══ Texte extrait
Dimanche Ouest France (Vendee)
Après la réforme de l’isolement et de la contention, en 2022, « on a dû s’adapter »
« On a la plus grosse activité de la cour d’appel en matière d’isolement et de contention », pose Hélène Bauza, juge des libertés et de la détention à La Roche- sur-Yon (Vendée). En 2023, la magistrate s’est penchée sur 686 dossiers.
« Quand on parle d’isolement et de contention, il faut être clair. C’est être enfermé dans une chambre adaptée pour le premier. Et attaché à son lit pour le second », rappelle la magistrate. Ces mesures drastiques, prises en dernier recours sur demande du psychiatre, sont ensuite contrôlées par le juge des libertés et de la détention.
L'état du patient contrôlé toutes les six à douze heures
La difficulté de l’exercice ? Les délais. Pour les médecins comme la justice. « Quand on prend une telle mesure, il faut contrôler l’état du patient très régulièrement. Toutes les douze heures pour l’isolement et toutes les six heures pour la contention », rappelle Corinne Jacq, directrice adjointe de l’établissement public de santé mentale de la Vendée.
════
◆ Travail à réaliser ◆
Poursuivez, s'il vous plaît, l'article sur l'isolement et la contention en Vendée, juste après sa dernière phrase. Les entrées ci-après forment un ensemble distinct de l'article.
══ Données fournies
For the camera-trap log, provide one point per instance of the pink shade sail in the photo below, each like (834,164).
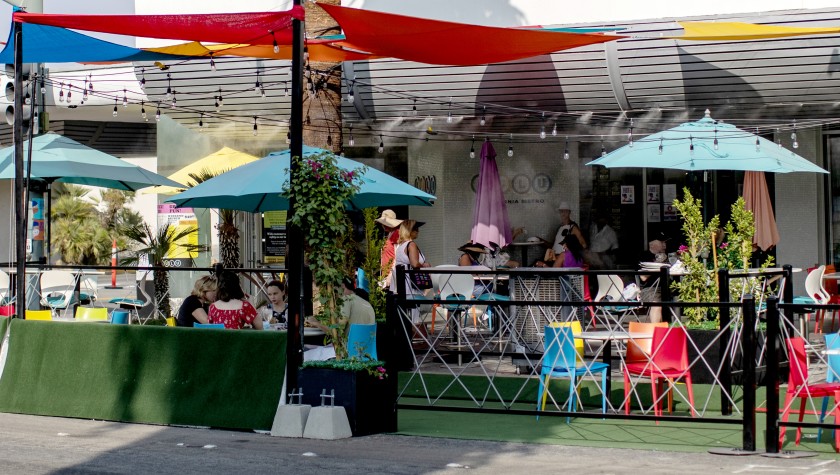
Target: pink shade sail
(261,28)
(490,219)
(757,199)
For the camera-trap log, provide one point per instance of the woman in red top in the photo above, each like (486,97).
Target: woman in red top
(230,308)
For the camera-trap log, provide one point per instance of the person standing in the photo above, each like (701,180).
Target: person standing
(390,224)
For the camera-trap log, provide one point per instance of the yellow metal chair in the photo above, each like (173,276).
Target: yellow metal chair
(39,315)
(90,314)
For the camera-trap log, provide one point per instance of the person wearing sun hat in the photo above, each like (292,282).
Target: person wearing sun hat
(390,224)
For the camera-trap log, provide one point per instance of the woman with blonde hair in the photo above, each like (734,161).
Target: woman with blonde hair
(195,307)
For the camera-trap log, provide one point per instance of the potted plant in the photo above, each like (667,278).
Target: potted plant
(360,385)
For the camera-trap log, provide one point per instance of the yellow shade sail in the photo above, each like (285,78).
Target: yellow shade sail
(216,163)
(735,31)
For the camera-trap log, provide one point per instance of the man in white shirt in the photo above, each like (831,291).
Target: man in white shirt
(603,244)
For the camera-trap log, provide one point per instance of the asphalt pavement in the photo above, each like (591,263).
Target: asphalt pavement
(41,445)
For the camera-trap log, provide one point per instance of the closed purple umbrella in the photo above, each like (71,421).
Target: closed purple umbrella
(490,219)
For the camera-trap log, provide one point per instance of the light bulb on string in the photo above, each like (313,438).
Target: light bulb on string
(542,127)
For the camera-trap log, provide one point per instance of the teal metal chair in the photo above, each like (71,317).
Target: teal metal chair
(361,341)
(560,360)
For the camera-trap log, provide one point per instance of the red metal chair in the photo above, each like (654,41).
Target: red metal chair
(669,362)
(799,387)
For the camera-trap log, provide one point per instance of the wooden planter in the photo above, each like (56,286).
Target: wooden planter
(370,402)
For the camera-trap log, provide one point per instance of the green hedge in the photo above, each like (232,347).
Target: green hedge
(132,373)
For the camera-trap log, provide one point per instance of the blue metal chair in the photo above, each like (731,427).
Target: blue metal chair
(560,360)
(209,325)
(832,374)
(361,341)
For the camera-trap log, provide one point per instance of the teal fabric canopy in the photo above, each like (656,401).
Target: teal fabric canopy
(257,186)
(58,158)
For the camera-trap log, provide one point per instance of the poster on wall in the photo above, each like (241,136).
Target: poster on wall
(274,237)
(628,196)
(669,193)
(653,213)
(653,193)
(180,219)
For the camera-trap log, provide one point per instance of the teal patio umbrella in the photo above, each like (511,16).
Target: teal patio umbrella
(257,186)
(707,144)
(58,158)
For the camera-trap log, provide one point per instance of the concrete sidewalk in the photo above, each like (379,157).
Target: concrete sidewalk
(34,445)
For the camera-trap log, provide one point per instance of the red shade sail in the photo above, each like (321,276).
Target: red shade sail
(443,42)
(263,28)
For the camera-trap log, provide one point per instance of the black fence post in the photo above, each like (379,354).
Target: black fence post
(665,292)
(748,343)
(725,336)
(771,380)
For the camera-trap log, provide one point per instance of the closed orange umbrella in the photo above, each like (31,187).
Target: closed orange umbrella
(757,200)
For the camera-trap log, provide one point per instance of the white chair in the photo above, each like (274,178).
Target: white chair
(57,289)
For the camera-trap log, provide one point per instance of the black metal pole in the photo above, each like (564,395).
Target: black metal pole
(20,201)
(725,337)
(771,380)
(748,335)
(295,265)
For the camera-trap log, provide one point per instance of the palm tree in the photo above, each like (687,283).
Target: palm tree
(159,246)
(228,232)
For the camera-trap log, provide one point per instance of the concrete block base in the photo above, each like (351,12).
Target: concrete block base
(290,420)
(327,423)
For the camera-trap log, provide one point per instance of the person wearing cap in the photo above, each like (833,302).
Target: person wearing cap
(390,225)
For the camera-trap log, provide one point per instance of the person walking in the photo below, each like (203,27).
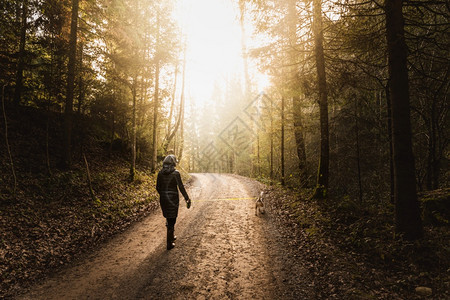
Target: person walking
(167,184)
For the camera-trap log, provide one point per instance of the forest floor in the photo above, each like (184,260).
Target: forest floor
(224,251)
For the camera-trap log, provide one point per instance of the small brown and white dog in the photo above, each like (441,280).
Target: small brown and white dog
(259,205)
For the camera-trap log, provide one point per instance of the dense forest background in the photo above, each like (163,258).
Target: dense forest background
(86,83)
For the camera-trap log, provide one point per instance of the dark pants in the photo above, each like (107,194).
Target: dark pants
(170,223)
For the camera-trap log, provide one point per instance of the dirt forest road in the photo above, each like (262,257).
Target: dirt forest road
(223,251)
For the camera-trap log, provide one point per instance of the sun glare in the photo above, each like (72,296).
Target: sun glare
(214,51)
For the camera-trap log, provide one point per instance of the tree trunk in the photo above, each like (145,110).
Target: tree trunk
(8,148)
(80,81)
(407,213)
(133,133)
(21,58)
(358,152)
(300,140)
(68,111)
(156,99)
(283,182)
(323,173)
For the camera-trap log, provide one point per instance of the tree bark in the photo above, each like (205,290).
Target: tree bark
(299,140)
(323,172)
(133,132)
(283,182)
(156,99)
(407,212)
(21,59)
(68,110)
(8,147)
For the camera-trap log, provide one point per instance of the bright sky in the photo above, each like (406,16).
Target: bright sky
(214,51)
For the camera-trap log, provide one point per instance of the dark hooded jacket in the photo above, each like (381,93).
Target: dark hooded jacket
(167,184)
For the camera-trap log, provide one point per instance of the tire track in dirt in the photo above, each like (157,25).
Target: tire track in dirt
════
◆ Résultat ◆
Du côté des magistrats, ils sont automatiquement saisis au bout de trois jours pour l’isolement et deux jours pour la contention, afin de contrôler la mesure. Et ils ont seulement vingt- quatre heures pour rendre leur décision. « Tous les tribunaux n’ont pas été capables de mettre en place la réforme dès 2022. Cela occasionne un vrai surcroît d’activité », observe Hélène Bauza.
À La Roche- sur-Yon, un fonctionnement a rapidement été trouvé entre l’hôpital psychiatrique et les tribunaux. « On a dû s’adapter », poursuit la juge. Ainsi, même le week- end, un magistrat de permanence prend des décisions de maintien ou non de ces mesures sur dossier.
« On est presque sur de la justice administrative »
Quant à l’hôpital, il a créé un poste administratif supplémentaire pour être présent le samedi. Et les cadres de permanence tournent le dimanche. Autre particularité de ces dossiers, les avocats ne voient jamais les patients.
Leur état de santé ne leur permet pas forcément de s’entretenir avec son avocat comme avec le juge. « On a tout de même réussi à mettre en place des appels avec lemagistrat à 87 reprises », se félicite la directrice adjointe de Georges- Mazurelle.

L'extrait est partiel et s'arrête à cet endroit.